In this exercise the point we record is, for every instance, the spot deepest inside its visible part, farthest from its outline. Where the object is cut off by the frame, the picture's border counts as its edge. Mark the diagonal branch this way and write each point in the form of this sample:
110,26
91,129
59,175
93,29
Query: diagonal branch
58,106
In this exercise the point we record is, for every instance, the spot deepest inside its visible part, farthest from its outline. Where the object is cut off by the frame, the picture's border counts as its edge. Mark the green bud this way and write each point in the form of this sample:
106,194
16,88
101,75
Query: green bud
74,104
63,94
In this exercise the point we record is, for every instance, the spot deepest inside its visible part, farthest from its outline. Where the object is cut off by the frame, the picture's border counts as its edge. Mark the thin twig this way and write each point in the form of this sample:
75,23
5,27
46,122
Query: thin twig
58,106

Work to complete | Quote all three items above word for word, keeping every line and number unchanged.

Exercise answer |
In this exercise the point we record is, for every instance, the spot deepest inside its visible part, farthest from its outline. Where the object is cut off by the frame, the picture's border counts as its edge. Mark the diagonal branch this way and write each point in the form of this sample:
110,26
91,129
59,175
93,29
Query: diagonal branch
58,106
In this exercise the point we record is, for every instance, the spot deepest inside its visible part, farthest from its outline. Where the object is cut off by the frame, the picture's border counts as its edge. Mark the green bud this way and write each point in the form of this sample:
106,194
16,88
101,75
Query: green bud
74,104
63,94
In this exercise the point we record is, for every instance, the spot deepest inside its visible part, farthest from its outline. Where the object is cut off by the frame, the picture's border counts as its edge. Mark the thin twig this way and write each point in the form of this sample:
75,23
5,27
46,122
Query: thin twig
58,106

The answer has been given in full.